Work order:
The job is to find each line of the records below that includes the word "denim" and copy it.

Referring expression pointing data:
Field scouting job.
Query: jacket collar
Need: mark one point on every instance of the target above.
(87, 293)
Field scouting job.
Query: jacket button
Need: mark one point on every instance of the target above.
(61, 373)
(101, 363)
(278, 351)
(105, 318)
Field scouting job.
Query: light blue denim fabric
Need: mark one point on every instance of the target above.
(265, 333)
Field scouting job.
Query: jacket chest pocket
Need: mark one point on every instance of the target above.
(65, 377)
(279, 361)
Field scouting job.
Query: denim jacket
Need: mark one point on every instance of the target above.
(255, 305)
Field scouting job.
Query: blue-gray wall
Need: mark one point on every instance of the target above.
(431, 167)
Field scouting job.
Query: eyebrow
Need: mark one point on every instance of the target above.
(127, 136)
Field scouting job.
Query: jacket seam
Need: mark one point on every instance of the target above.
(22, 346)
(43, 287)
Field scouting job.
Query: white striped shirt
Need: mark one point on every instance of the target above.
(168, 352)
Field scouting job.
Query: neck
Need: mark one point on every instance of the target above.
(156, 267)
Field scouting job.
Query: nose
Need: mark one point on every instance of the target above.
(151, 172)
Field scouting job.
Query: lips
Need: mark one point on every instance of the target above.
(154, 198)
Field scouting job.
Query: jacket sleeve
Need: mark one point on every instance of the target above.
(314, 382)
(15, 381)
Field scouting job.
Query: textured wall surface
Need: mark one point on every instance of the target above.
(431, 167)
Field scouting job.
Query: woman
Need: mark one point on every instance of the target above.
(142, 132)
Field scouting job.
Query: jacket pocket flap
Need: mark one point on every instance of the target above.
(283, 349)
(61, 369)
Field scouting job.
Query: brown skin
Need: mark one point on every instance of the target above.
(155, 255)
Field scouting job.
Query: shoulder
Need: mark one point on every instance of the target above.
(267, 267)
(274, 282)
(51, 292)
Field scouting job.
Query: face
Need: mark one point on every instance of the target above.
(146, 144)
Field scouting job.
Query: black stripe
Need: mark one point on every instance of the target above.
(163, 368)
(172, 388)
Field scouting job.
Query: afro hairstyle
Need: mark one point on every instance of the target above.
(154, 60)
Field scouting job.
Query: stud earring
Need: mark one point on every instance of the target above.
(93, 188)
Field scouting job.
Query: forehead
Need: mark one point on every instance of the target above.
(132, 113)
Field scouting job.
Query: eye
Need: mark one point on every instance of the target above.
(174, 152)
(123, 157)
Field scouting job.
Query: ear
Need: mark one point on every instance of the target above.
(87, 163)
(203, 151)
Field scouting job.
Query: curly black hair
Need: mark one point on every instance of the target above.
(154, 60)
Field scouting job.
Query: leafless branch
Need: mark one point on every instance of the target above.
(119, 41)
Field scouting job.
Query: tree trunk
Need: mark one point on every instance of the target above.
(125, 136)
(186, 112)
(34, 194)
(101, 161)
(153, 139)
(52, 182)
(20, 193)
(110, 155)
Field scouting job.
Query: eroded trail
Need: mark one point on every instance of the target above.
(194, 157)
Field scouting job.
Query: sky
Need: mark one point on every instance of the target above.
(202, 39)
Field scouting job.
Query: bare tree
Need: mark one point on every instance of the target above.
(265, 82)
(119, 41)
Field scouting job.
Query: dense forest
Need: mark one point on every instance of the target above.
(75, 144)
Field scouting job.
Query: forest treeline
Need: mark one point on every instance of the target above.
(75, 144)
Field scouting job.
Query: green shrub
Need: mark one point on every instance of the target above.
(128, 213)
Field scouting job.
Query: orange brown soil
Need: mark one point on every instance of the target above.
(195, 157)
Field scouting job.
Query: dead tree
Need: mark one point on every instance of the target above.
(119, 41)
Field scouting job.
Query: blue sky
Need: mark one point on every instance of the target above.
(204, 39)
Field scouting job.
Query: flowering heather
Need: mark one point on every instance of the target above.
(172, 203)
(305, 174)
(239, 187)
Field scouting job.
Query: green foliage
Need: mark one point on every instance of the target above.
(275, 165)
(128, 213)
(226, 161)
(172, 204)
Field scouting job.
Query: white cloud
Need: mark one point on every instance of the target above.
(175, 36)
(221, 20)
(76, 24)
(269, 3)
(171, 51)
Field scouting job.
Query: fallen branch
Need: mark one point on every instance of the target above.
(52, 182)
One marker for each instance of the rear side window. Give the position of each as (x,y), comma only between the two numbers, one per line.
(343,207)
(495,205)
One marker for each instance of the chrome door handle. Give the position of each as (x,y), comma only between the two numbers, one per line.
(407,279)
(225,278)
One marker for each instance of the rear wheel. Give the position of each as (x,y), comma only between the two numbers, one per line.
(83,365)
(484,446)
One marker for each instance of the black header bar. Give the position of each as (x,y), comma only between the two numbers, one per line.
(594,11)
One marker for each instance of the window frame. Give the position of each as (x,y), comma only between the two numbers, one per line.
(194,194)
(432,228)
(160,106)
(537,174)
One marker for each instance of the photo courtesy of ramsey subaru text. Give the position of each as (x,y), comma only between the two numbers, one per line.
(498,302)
...
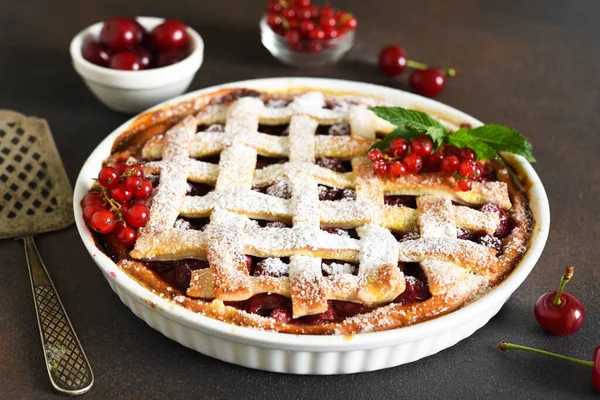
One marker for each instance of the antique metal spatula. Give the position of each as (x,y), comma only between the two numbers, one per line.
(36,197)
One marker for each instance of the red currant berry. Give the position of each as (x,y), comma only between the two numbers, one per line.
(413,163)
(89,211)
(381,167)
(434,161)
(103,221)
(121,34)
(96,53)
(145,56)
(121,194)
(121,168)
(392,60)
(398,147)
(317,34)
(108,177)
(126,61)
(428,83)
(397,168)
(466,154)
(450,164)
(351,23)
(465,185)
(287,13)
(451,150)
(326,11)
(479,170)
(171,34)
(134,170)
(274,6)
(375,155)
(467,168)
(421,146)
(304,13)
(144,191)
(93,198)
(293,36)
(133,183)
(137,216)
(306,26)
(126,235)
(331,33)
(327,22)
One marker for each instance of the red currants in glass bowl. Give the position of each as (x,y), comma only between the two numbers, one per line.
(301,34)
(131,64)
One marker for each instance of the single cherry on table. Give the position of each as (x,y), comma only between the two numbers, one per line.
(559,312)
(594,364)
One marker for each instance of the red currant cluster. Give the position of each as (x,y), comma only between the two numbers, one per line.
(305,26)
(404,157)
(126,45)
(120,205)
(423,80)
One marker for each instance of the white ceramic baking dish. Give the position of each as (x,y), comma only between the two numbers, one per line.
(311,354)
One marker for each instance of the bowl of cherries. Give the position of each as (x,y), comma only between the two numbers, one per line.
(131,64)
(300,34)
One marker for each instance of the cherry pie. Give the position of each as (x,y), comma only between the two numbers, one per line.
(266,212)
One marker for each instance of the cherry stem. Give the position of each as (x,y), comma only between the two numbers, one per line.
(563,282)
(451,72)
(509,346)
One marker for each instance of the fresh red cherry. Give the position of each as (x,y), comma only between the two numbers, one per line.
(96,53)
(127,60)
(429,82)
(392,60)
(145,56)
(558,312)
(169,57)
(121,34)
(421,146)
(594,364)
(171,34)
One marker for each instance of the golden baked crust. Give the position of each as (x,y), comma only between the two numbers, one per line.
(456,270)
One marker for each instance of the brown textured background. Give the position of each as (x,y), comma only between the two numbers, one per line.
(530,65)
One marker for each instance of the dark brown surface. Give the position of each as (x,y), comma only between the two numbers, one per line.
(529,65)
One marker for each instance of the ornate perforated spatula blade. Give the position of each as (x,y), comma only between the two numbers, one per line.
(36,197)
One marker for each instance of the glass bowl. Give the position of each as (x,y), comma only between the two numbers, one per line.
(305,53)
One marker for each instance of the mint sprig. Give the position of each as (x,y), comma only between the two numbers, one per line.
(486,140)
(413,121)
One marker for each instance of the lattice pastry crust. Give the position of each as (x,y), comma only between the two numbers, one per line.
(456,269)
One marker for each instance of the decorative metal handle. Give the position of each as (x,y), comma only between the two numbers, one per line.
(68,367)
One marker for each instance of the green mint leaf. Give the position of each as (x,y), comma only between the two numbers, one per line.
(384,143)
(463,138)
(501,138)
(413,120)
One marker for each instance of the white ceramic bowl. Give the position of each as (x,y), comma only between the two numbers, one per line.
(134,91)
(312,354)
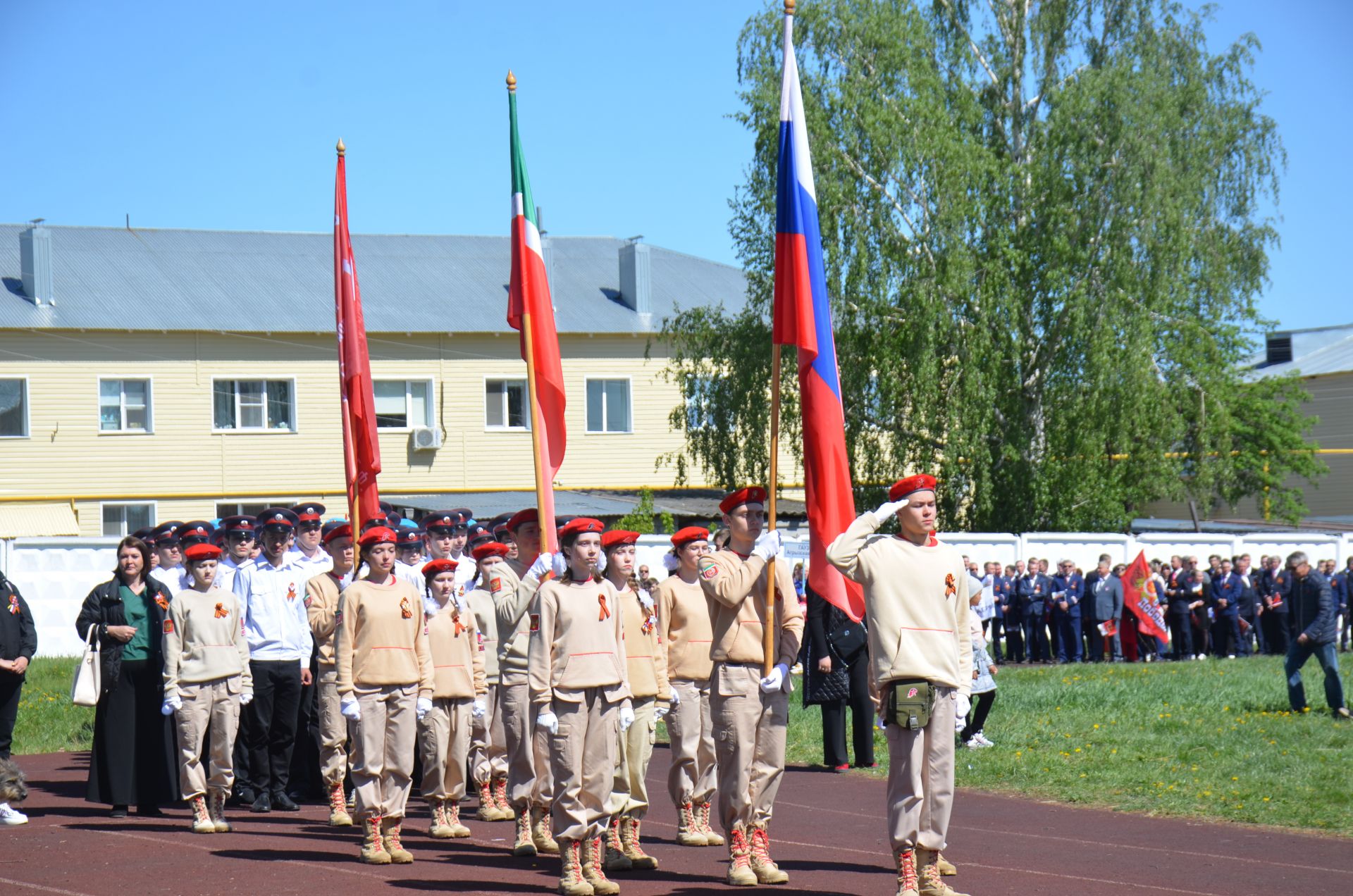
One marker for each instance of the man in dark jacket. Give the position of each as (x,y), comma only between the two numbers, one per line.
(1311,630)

Exercise answer:
Query: light blue denim fabric
Query: denim jacket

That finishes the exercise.